◆ **Tasks and exercises**
A - In the text about religion in Australia and New Zealand, roughly how many Muslims does New Zealand have?
B - Write the next few sentences of the text about religion and Easter in Australia and New Zealand, picking up after its final line.

Other faiths are faring better; there are now more Buddhists than Baptists in
both countries.
Islam is
also rising, mainly through immigration. Numbers are small – Australia has
about half a million Muslims and NZ 50,000. The faith isn’t monocultural as
in Indonesia because adherents come from multiple traditions, liberal
Europeans through to conservative Arabs.
As in
Indonesia, some are only nominally religious, agreeing to worship
occasionally to satisfy their families.
Living
in the Southern Hemisphere may also be a factor in the decline because so
many references are irrelevant. Easter pre-dates Christianity, a festival to
herald spring as snows melt, soils defrost and dormant seeds sprout. But in
Australasia it’s autumn and a time of death and decay, a hunkering down — not
an opening out.
Eostre
was a pagan German goddess, usually portrayed as a virginal nymph frolicking
in a cornucopia. An appropriate symbol for the carnival of commerce that
Easter has become with eggs and chocolate rabbits (representing fertility)
hopping onto shop shelves soon after the Christmas baubles are packed away
and nary a sight of a crucifix.
In
southern Australia Easter offers the last chance to get away before winter
hits and head for the coast with rod and line. Even on Good Friday the fish
keep biting.

◆ **Information provided**
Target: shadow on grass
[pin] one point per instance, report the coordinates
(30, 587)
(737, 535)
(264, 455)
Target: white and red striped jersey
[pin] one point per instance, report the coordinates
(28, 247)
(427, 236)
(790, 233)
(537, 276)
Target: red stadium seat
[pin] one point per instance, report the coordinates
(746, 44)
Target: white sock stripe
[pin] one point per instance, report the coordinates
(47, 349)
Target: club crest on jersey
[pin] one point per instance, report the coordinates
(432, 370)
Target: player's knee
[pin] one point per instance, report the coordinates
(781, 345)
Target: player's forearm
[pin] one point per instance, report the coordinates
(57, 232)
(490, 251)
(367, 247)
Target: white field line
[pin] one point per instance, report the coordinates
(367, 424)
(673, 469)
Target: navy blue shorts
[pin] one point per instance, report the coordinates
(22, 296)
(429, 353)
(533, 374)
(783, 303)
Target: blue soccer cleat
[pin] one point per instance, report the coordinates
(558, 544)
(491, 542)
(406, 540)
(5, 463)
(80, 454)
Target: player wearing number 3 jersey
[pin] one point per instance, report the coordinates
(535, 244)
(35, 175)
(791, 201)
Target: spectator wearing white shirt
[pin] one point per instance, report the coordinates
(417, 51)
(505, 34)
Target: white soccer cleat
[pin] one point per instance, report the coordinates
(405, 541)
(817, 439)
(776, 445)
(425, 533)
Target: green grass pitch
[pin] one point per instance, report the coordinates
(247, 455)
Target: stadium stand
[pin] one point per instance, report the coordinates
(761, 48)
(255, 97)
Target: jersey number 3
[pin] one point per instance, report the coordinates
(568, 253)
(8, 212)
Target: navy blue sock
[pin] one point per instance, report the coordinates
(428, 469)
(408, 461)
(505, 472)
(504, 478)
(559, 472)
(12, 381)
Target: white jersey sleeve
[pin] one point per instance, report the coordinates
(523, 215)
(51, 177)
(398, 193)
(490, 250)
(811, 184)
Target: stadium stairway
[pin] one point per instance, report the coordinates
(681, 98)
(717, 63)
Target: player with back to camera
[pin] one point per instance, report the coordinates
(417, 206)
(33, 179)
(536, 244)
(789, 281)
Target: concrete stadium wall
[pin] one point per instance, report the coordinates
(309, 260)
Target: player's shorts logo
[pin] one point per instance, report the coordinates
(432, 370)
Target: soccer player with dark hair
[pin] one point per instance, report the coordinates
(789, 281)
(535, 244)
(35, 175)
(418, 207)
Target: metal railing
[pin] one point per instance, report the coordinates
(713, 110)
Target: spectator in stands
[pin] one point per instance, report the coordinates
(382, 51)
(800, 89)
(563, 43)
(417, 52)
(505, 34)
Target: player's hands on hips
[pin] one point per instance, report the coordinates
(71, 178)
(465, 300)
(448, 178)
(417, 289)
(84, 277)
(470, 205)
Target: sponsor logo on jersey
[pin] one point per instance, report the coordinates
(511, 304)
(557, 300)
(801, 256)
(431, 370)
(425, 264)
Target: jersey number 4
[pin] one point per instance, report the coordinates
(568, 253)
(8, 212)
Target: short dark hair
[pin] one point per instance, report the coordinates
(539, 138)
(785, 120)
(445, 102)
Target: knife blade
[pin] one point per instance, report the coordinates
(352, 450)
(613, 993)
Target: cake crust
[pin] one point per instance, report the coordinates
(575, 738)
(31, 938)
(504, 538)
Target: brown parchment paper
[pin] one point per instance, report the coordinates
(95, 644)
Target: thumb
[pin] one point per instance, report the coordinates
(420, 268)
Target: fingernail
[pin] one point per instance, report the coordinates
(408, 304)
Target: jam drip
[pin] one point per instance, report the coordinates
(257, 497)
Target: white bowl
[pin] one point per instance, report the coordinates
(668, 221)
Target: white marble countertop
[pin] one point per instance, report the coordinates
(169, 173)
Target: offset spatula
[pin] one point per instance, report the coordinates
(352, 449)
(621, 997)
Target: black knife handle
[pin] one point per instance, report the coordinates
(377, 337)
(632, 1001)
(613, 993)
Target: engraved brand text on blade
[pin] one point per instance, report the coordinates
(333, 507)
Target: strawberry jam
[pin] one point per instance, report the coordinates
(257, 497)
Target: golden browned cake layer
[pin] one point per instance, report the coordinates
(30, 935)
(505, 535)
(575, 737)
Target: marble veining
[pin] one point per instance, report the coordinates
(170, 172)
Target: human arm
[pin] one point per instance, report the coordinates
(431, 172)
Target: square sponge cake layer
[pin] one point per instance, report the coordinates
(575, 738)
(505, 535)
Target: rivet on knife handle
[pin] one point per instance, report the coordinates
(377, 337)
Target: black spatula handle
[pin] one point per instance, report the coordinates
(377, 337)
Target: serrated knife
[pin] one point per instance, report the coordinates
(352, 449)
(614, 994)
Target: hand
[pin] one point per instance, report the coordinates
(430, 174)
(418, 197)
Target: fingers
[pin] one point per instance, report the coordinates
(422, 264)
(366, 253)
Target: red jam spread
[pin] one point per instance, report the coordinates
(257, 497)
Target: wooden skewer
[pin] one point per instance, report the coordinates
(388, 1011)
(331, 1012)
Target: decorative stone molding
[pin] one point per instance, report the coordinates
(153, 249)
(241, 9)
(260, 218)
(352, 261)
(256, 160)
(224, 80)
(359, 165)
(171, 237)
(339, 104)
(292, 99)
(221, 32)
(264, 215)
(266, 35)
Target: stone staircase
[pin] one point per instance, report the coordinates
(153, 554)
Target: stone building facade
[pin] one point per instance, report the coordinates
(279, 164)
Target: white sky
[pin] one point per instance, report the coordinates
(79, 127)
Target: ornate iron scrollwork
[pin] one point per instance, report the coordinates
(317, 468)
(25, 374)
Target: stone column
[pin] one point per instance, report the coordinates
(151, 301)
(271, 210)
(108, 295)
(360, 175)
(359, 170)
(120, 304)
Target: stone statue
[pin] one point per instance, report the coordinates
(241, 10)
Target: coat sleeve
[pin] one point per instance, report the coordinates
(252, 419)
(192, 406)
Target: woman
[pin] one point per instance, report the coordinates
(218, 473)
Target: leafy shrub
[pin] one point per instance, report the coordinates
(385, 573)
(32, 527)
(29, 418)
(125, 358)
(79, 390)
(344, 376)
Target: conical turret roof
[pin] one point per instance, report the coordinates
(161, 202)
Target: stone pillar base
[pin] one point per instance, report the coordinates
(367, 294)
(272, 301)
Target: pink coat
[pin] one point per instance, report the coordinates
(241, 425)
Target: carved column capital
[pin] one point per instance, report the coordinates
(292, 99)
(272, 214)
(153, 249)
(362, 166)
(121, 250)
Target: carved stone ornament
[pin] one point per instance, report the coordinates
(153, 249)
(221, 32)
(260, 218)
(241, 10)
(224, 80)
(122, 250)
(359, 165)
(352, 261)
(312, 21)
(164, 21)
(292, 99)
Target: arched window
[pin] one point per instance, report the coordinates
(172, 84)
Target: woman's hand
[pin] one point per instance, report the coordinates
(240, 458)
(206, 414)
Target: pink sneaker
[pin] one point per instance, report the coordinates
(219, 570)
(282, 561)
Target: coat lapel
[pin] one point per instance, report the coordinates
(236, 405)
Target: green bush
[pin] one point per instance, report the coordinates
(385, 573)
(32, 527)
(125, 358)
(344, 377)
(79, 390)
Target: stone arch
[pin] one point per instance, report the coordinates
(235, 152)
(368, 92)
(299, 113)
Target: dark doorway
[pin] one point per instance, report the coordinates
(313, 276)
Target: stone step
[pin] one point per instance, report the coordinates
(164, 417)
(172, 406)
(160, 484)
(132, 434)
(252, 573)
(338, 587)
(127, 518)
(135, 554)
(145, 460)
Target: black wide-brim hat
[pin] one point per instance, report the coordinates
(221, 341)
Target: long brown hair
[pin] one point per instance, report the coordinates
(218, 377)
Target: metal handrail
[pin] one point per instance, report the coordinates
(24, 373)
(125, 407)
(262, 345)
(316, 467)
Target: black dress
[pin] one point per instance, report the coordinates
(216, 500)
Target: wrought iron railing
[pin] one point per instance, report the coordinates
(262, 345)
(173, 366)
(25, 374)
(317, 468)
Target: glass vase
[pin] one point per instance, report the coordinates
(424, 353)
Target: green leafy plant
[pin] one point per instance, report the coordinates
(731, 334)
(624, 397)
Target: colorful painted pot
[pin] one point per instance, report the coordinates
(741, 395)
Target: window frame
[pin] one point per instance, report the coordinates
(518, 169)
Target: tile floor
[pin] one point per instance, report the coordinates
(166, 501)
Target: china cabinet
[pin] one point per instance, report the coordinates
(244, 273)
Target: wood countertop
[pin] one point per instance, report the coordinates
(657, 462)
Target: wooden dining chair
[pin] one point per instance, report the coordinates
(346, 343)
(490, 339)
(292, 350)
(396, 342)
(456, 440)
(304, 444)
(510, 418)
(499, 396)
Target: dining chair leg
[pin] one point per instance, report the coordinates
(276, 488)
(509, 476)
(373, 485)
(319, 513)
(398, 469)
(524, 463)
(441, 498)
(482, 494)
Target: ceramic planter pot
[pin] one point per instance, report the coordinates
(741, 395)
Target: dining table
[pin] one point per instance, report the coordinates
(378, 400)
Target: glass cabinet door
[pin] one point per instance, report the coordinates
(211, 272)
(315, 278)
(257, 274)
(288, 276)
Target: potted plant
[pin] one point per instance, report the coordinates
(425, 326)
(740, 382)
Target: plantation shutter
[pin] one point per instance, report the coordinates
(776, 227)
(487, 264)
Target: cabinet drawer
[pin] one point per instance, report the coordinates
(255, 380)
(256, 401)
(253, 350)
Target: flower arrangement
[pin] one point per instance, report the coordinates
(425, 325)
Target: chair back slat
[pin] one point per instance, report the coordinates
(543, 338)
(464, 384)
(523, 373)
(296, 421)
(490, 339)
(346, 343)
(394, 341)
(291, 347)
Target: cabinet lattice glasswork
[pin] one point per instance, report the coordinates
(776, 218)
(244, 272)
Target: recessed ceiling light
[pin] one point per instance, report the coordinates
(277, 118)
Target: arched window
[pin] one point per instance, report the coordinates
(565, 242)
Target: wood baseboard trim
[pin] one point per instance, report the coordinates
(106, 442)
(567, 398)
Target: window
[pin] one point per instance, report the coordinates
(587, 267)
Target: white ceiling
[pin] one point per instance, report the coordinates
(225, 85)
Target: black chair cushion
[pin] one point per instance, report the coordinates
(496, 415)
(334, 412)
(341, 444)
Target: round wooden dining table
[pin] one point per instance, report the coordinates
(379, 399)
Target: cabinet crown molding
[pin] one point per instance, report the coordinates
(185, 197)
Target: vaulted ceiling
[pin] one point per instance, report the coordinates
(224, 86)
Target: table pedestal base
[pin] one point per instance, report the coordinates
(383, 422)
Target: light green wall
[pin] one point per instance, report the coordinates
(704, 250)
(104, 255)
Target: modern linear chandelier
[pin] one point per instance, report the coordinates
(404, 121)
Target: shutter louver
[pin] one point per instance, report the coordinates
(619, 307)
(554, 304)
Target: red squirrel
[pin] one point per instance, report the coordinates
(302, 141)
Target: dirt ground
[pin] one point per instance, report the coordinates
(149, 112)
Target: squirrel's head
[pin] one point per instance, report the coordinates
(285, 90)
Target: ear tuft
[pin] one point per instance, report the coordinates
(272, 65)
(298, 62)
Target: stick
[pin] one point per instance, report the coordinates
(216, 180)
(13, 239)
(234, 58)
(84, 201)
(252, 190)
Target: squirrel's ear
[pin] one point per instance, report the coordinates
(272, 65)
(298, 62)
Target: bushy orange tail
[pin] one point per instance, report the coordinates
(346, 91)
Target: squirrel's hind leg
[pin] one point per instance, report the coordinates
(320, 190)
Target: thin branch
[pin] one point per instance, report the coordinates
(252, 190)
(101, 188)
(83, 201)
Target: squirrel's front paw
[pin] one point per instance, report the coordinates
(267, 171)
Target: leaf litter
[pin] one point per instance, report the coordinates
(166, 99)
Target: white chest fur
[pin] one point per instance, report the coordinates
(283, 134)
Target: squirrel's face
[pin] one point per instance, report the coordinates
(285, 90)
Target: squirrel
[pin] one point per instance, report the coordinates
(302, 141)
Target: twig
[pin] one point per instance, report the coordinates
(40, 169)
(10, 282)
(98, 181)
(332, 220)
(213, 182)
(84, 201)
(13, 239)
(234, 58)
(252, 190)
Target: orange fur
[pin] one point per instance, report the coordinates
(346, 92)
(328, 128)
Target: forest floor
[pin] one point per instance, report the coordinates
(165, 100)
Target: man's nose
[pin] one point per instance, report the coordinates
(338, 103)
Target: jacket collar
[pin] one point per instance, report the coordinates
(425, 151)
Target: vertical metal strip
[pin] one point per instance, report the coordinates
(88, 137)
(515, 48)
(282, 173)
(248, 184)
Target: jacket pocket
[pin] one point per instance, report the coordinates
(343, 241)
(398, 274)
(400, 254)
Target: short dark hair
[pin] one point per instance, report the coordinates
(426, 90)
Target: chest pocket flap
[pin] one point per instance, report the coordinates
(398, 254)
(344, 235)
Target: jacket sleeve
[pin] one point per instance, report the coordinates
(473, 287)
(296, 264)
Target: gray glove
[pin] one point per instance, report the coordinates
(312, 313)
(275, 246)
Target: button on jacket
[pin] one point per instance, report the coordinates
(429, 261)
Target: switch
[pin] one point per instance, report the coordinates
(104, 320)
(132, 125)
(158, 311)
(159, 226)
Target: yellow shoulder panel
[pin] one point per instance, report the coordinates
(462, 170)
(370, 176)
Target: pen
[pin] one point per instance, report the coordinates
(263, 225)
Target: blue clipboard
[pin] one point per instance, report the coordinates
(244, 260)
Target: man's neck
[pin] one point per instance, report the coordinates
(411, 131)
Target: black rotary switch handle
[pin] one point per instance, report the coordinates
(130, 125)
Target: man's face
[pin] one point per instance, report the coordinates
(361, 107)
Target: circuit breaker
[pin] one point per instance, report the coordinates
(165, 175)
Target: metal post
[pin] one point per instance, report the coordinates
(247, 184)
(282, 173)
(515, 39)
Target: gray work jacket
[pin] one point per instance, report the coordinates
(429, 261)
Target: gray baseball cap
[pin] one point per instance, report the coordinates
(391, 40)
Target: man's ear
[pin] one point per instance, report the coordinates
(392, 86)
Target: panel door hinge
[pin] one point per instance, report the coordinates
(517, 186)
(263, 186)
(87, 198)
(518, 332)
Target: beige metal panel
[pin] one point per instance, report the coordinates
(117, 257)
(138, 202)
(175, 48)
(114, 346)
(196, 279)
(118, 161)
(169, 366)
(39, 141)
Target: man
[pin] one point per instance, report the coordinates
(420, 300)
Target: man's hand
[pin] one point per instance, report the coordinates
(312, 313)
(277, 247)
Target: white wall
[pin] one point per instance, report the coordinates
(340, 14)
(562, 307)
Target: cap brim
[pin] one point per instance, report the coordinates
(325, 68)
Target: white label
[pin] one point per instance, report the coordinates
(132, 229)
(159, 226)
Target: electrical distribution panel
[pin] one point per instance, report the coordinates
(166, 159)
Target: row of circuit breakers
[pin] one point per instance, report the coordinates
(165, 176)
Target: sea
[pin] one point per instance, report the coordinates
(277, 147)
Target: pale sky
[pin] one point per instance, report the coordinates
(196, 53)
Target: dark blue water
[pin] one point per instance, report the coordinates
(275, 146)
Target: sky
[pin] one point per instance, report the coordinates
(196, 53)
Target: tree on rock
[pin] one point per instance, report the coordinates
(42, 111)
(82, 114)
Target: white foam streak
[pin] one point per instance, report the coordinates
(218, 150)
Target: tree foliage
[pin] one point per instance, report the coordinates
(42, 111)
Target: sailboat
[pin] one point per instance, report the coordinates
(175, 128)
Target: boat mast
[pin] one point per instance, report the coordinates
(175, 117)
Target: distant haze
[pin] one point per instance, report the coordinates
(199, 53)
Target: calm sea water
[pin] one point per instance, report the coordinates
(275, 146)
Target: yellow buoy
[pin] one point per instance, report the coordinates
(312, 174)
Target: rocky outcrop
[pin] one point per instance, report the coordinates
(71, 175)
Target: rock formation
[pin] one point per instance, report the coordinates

◆ **Solved tasks**
A - About 50,000.

B -
Easter
Monday isn’t a religious day but it’s still a holiday. The kids are on their
two-week term break, and the weather is usually mild enough for camping. At
this time the Great Northern Highway leading out of Perth is like the Puncak
Pass on a long weekend.
Yet here
in the sweltering archipelago straddling the equator millions will don their
best clothes and head for church where they will freely and joyously worship,
even if that means enduring prolix sermons and hard pews.
There
are worrying pockets of intolerance and rejections of plurality in Indonesia,
but what nation doesn’t have its bigots? You seldom hear of Australia’s Abu
Bakar Bashirs because they’re usually ignored by the mainstream media or
treated with derision, often by their own congregations.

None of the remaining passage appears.